REQUEST 1 => Decide whether each statement below agrees with the do-not-call ruling, answering yes or no and quoting the words of the ruling that settle it. (a) Smith says he made his first do-not-call request when he activated service in September 2003. (b) Verizon states that Smith was placed on the do-not-call list in September 2003. (c) The customer service representative gave Smith a telephone number for the National Do-Not-Call Registry.

EXTRACT =>
<<<<
18. Section 64.1200(e)(2)(iii) of the Commission's rules requires
telemarketers to "place the subscriber's name and telephone number on the
do-not-call list at the time the request is made." Thus, Verizon New
Jersey should have placed Smith on its company-specific do-not-call list
when he made his initial do-not-call request at issue in this case. Smith
has provided a sworn declaration stating that he made that request when he
activated service in September 2003. Verizon, however, does not
specifically address Smith's claim of a September 2003 request, instead
offering only a general denial that it failed to honor any of his requests
in a timely fashion and making no specific representation about whether
Verizon records contain any notation regarding a September 2003
do-not-call request. In particular, Verizon failed to demonstrate that
they have accurate business records that show no request. Smith's very
specific sworn claim regarding his September 2003 do-not-call request,
when weighed against Verizon's failure to specifically address that
alleged request, persuades us that Smith has demonstrated by a
preponderance of the evidence that he requested that his account be placed
on Verizon's company-specific do-not-call list on or around September 17,
2003. Inasmuch as Verizon states affirmatively that Smith was not placed
on the do-not-call list until July 1, 2004, it is clear that they did not
timely record a September 2003 do-not-call request. We therefore conclude,
based on the facts presented, that Verizon New Jersey violated section
64.1200(e)(2)(iii) of the Commission's rules by failing to record Smith's
company-specific do-not-call request on or around September 17, 2003. We
further find that a failure to record Smith's company-specific do-not-call
request as mentioned herein in accordance with section 64.1200(e)(2)(iii)
of the Commission's rules constitutes both a violation of
64.1200(e)(2)(iii) and a violation of section 201(b) of the Act.
2. Complainants Have Not Demonstrated That Verizon Wireless Failed to
Record a November 7, 2004, Do-not-call Request.
19. Complainants assert that on November 7, 2004, Smith attempted to place
his Sprint cell phone number on Verizon Wireless's company-specific
do-not-call list via the Internet. According to Smith, the website
instructed him to either call or write Verizon Wireless to make his
request. Smith asserts that he used the prescribed customer service
telephone number that same day to contact Verizon Wireless, but that the
customer service representative insisted that she could not take his
do-not-call request over the phone. Instead, according to Smith, she
provided him with a telephone number for the National Do-Not-Call
Registry. Complainants assert that Verizon Wireless thereby violated
section 64.1200(d)(3) of the Commission's rules by failing to record
Smith's company-specific do-not-call request. Defendants generally deny
that they refused to record or honor any of Smith's do-not-call requests.
20. We are not convinced, in the first instance, that Complainants met
their initial burden under section 1.721(a)(5) of the Commission's rules
to proffer sufficient evidence to demonstrate that Verizon Wireless in
fact refused to record Smith's do-not-call request. Given that a trained
customer service representative referred Smith to the National Do-Not-Call
Registry, it appears just as likely that this representative simply
misunderstood Smith's request. We therefore find that Complainants failed
to meet their burden of proof under section 1.721(a)(5) of the
Commission's rules to show that Verizon Wireless violated section
64.1200(d)(3) of the Commission's rules.
>>>>
REQUEST 2 => Arrange as a numbered list the lines of the Source data listing below, from the line with "Please point out the concrete barrier" up to and including the line with "(1041, 852)", leaving out blank lines.

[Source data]
<<<<
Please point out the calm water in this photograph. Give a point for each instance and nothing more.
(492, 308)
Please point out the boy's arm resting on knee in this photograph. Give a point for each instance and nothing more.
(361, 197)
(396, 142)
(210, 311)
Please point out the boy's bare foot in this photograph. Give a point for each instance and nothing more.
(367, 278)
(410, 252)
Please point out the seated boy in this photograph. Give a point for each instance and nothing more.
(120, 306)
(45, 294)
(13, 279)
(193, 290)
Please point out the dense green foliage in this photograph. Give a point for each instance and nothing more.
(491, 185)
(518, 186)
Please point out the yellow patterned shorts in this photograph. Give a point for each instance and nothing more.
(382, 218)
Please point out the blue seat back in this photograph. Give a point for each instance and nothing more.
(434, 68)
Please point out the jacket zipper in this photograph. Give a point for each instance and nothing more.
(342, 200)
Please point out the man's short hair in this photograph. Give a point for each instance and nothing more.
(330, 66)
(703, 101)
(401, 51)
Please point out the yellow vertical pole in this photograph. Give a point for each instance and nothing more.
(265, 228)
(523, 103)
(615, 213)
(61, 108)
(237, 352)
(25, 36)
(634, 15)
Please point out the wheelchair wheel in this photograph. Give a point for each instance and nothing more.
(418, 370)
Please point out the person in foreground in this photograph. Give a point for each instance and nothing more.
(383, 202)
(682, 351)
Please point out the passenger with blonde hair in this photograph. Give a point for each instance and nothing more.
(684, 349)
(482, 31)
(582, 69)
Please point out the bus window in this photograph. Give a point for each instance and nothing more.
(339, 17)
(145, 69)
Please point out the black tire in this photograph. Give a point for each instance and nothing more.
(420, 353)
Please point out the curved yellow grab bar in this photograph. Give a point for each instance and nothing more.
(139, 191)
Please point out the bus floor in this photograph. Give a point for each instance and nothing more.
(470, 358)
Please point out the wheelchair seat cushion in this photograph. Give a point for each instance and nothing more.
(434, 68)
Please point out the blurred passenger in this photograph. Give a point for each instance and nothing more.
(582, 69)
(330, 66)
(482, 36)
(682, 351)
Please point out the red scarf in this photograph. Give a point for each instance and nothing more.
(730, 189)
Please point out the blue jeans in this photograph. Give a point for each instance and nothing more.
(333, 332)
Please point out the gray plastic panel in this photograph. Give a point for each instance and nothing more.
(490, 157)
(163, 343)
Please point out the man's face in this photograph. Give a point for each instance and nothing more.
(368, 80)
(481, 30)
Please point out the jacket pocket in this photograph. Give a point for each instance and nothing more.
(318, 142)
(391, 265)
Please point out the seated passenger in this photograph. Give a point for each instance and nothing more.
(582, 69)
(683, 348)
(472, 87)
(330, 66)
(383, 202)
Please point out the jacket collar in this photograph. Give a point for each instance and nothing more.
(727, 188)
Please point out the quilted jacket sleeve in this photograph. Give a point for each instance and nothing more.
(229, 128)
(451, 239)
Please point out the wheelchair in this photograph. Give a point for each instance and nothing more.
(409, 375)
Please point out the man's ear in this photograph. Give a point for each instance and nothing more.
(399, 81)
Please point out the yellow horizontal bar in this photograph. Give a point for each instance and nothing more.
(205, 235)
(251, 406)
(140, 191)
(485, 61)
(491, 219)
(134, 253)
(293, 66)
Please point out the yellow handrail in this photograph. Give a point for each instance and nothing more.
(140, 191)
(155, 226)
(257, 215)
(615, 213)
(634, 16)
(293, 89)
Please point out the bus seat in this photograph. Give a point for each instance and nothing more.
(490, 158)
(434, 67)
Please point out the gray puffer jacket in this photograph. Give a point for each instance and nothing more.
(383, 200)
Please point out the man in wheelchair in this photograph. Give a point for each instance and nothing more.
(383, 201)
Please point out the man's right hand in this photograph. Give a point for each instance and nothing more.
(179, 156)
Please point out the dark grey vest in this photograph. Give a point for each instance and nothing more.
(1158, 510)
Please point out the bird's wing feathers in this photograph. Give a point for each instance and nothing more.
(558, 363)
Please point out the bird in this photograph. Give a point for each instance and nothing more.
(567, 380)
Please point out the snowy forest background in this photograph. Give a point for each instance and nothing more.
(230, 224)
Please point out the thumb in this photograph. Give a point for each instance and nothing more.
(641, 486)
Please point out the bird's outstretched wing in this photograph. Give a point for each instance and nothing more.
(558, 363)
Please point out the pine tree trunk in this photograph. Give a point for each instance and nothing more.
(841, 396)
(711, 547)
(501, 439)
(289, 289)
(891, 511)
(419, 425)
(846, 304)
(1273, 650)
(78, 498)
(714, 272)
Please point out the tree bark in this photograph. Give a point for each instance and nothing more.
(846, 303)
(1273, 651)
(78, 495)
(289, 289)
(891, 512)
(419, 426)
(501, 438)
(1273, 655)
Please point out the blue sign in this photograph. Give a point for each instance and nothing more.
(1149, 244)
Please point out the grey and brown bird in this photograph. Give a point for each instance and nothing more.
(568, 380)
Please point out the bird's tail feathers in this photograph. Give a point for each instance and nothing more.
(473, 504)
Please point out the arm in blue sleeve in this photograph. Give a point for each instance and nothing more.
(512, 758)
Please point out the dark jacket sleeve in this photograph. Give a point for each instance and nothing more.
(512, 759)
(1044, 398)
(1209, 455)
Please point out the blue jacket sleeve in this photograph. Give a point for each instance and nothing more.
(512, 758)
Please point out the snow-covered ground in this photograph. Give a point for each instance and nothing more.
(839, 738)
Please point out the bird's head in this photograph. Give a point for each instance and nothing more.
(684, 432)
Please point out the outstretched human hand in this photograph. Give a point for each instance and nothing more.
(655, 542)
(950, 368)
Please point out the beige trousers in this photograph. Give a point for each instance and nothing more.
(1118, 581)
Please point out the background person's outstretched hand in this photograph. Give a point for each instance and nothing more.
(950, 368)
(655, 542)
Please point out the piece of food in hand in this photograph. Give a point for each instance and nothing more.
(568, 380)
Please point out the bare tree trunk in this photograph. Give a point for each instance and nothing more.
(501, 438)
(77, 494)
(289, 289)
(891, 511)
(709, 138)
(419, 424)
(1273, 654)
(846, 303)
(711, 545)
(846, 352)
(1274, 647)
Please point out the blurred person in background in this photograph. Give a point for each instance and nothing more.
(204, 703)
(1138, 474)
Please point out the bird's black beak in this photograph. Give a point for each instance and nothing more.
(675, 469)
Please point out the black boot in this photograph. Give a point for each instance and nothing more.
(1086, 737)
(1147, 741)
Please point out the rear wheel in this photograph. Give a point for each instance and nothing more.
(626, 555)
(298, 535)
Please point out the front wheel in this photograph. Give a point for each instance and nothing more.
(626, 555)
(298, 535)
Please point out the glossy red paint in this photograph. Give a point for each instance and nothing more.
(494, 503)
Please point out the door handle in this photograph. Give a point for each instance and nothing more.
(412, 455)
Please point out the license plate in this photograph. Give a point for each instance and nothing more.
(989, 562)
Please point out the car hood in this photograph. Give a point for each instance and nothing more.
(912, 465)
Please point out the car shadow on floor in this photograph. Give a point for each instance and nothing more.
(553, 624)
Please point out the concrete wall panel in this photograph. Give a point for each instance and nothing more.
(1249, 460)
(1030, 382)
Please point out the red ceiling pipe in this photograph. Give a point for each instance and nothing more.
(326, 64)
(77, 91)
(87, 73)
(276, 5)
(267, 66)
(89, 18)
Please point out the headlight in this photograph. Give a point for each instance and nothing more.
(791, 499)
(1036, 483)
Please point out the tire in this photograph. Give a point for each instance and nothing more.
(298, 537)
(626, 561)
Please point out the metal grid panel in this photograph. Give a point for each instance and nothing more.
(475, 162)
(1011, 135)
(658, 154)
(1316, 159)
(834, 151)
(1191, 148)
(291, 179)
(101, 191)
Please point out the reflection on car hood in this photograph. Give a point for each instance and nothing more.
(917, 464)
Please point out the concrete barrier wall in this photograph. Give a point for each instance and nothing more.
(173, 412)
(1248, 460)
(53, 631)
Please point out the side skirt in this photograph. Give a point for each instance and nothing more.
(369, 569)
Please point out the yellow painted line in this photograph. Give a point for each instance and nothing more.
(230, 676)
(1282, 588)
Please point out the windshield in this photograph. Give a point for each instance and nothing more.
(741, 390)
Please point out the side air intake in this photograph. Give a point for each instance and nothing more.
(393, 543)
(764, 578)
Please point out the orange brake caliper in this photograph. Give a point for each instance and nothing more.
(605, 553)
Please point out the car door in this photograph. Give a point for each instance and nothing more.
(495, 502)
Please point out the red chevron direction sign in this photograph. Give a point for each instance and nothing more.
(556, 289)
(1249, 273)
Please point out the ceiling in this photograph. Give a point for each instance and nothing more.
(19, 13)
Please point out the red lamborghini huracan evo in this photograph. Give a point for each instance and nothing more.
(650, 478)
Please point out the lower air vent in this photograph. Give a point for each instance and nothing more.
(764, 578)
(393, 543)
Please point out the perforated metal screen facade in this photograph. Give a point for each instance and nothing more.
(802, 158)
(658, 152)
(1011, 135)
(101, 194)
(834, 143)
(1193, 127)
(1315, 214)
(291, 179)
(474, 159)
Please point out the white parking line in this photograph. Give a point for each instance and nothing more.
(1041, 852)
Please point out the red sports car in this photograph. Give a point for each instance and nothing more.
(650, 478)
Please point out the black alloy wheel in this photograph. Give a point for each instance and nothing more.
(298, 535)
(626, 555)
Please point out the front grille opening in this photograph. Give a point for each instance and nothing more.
>>>>
WRITTEN RESPONSE 1 =>
(a) Yes: "he made that request when he activated service in September 2003"
(b) No: "Smith was not placed on the do-not-call list until July 1, 2004"
(c) Yes: "she provided him with a telephone number for the National Do-Not-Call Registry"

WRITTEN RESPONSE 2 =>
1. Please point out the concrete barrier wall in this photograph. Give a point for each instance and nothing more.
2. (173, 412)
3. (1248, 460)
4. (53, 631)
5. Please point out the side skirt in this photograph. Give a point for each instance and nothing more.
6. (369, 569)
7. Please point out the yellow painted line in this photograph. Give a point for each instance and nothing more.
8. (230, 676)
9. (1282, 588)
10. Please point out the windshield in this photograph. Give a point for each instance and nothing more.
11. (741, 390)
12. Please point out the side air intake in this photograph. Give a point for each instance and nothing more.
13. (393, 543)
14. (764, 578)
15. Please point out the orange brake caliper in this photograph. Give a point for each instance and nothing more.
16. (605, 553)
17. Please point out the car door in this photograph. Give a point for each instance and nothing more.
18. (495, 502)
19. Please point out the red chevron direction sign in this photograph. Give a point for each instance and nothing more.
20. (556, 289)
21. (1249, 273)
22. Please point out the ceiling in this photograph. Give a point for each instance and nothing more.
23. (19, 13)
24. Please point out the red lamborghini huracan evo in this photograph. Give a point for each instance and nothing more.
25. (650, 478)
26. Please point out the lower air vent in this photograph. Give a point for each instance and nothing more.
27. (764, 578)
28. (393, 543)
29. Please point out the perforated metal screen facade in this photograph. Give a point for each instance and nothing more.
30. (802, 158)
31. (658, 152)
32. (1011, 135)
33. (101, 194)
34. (834, 143)
35. (1193, 127)
36. (1315, 214)
37. (291, 179)
38. (474, 159)
39. Please point out the white parking line in this photograph. Give a point for each instance and nothing more.
40. (1041, 852)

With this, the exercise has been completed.